§ What is expected
Render every row below as a numbered list, omitting blank lines.

§ Supplied entries
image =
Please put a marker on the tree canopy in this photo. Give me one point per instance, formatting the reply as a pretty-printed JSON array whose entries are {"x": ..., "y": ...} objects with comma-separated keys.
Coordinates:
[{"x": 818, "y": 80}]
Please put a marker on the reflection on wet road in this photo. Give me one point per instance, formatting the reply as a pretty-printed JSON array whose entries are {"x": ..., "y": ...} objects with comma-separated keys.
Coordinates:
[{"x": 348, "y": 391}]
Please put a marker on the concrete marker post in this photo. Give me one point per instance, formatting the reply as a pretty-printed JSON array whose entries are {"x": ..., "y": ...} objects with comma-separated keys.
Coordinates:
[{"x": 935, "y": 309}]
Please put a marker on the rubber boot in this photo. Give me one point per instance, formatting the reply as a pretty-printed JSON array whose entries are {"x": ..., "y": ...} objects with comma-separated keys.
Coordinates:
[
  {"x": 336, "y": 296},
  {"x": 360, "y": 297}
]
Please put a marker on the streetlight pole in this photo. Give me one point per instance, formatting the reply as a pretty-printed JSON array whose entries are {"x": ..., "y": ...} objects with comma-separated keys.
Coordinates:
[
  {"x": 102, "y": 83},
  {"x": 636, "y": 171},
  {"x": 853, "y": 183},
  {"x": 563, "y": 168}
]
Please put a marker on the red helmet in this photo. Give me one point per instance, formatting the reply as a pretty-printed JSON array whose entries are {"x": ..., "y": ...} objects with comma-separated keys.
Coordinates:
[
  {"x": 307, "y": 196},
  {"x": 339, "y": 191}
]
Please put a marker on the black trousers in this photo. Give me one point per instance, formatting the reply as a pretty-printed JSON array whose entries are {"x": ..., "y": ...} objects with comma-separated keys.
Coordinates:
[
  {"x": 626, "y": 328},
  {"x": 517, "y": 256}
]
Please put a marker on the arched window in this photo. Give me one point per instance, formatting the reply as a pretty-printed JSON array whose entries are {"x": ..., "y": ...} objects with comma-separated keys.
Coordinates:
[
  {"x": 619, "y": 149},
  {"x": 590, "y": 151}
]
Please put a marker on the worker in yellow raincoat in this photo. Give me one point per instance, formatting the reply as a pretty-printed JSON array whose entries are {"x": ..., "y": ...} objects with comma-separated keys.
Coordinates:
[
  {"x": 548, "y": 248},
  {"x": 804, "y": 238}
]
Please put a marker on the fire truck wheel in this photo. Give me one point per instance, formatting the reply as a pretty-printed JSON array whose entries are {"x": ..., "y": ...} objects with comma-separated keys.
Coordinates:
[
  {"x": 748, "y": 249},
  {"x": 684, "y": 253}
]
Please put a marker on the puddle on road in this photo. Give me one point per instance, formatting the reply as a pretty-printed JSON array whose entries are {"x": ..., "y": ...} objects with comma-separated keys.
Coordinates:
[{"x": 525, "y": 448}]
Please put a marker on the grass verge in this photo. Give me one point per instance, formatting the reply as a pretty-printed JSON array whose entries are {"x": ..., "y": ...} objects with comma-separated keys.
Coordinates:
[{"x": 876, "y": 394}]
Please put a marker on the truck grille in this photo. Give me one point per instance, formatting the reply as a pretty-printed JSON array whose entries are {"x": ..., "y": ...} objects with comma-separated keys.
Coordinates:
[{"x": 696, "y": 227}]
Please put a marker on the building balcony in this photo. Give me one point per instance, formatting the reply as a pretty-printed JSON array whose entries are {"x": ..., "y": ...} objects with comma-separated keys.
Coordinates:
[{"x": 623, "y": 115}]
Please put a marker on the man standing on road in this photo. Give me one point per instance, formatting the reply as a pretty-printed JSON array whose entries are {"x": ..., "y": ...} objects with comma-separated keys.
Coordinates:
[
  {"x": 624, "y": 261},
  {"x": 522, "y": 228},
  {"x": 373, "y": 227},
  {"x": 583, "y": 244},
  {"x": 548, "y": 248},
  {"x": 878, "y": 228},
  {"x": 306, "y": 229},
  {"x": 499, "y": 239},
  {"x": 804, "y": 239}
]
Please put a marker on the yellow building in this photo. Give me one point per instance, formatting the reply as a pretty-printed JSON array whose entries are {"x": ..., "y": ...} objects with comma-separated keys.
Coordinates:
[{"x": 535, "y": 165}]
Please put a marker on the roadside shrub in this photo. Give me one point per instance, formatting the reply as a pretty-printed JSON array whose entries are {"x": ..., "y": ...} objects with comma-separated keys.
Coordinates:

§ Written solution
1. image =
2. Please put a marker on the tree canopy in this photo. Give me one point per instance, formatting the reply as a pretty-printed JSON array whose entries are {"x": ..., "y": ...} objects with comma-separated keys.
3. Coordinates:
4. [{"x": 818, "y": 80}]
5. Please put a marker on the reflection on wet road in this photo. Give me one point per instance, formatting the reply as a pretty-printed JSON array whose entries are {"x": ..., "y": ...} objects with comma-separated keys.
6. Coordinates:
7. [{"x": 348, "y": 391}]
8. Please put a marker on the concrete marker post in this photo. Give me one point per instance, formatting the reply as a pretty-printed JSON array whose entries are {"x": ..., "y": ...} objects with comma-separated keys.
9. Coordinates:
10. [{"x": 935, "y": 309}]
11. Please put a marker on the rubber boot in this photo. Give me one point per instance, formatting the reply as a pretty-printed JSON array whose entries are {"x": ..., "y": ...} objects with comma-separated keys.
12. Coordinates:
13. [
14.   {"x": 336, "y": 296},
15.   {"x": 360, "y": 297}
16. ]
17. Please put a marker on the streetlight pole in this photo. Give me one point per instance, formatting the reply as a pretty-printed JSON array whose entries are {"x": ..., "y": ...} objects with comma-separated keys.
18. Coordinates:
19. [
20.   {"x": 102, "y": 83},
21.   {"x": 636, "y": 171},
22.   {"x": 853, "y": 183},
23.   {"x": 563, "y": 168}
24. ]
25. Please put a marker on the red helmet in this photo. Give me one point per instance, formatting the reply as a pretty-printed JSON array whose entries are {"x": ..., "y": ...} objects with comma-separated keys.
26. Coordinates:
27. [
28.   {"x": 307, "y": 196},
29.   {"x": 339, "y": 191}
30. ]
31. Please put a marker on the black trousers in this photo. Give me one point per instance, formatting the reply as a pretty-printed JSON array whose entries are {"x": ..., "y": ...} objects with comma-separated keys.
32. Coordinates:
33. [
34.   {"x": 626, "y": 328},
35.   {"x": 517, "y": 256}
36. ]
37. Please put a marker on the arched window in this photo. Give me one point per instance, formatting the reply as a pretty-printed JSON array whose entries are {"x": ..., "y": ...} objects with comma-separated keys.
38. Coordinates:
39. [
40.   {"x": 619, "y": 149},
41.   {"x": 590, "y": 151}
42. ]
43. Please put a marker on the worker in yellow raincoat in this photo. Give me one point per instance, formatting the reply as a pretty-printed JSON array whose entries are {"x": ..., "y": ...} objects with comma-separated keys.
44. Coordinates:
45. [
46.   {"x": 548, "y": 248},
47.   {"x": 804, "y": 238}
48. ]
49. Please put a marker on the fire truck wheel in this photo. Give me one point per instance, formatting the reply as a pretty-printed JSON array whose entries are {"x": ..., "y": ...} objects with comma-separated keys.
50. Coordinates:
51. [
52.   {"x": 748, "y": 249},
53.   {"x": 684, "y": 253}
54. ]
55. Please put a marker on the puddle on road in this photo. Give me one point per instance, formatting the reply as a pretty-printed JSON array whose entries are {"x": ..., "y": ...} objects with comma-separated keys.
56. Coordinates:
57. [{"x": 525, "y": 448}]
58. Please put a marker on the grass verge in this photo. Give me one point per instance, formatting the reply as a pretty-printed JSON array whose entries are {"x": ..., "y": ...} objects with comma-separated keys.
59. Coordinates:
60. [{"x": 876, "y": 394}]
61. Please put a marker on the truck grille in this photo. Give me one point per instance, formatting the reply as a pretty-printed JSON array whose entries are {"x": ..., "y": ...} objects with comma-separated keys.
62. Coordinates:
63. [{"x": 696, "y": 227}]
64. Please put a marker on the building balcony in this photo. Give me one point per instance, formatting the reply as a pretty-printed JSON array whose entries are {"x": ..., "y": ...} objects with comma-separated keys.
65. Coordinates:
66. [{"x": 623, "y": 115}]
67. Please put a marker on the man standing on road in this photo. Give me one point per instance, formatting the reply as a pretty-printed JSON array whose entries are {"x": ..., "y": ...} objects with comma-separated keys.
68. Coordinates:
69. [
70.   {"x": 624, "y": 261},
71.   {"x": 522, "y": 228},
72.   {"x": 373, "y": 227},
73.   {"x": 583, "y": 244},
74.   {"x": 548, "y": 248},
75.   {"x": 878, "y": 228},
76.   {"x": 306, "y": 229},
77.   {"x": 499, "y": 239},
78.   {"x": 804, "y": 239}
79. ]
80. Please put a marker on the yellow building in this photo. Give me one point per instance, formatting the reply as a pretty-printed JSON array whose entries are {"x": ..., "y": ...} objects with comma-separated keys.
81. Coordinates:
82. [{"x": 535, "y": 165}]
83. Please put a marker on the roadside shrub in this photo. Give me one point per instance, formatting the reply as a pretty-printed JSON array whose entries are {"x": ..., "y": ...} objects with comma-separated keys.
84. Coordinates:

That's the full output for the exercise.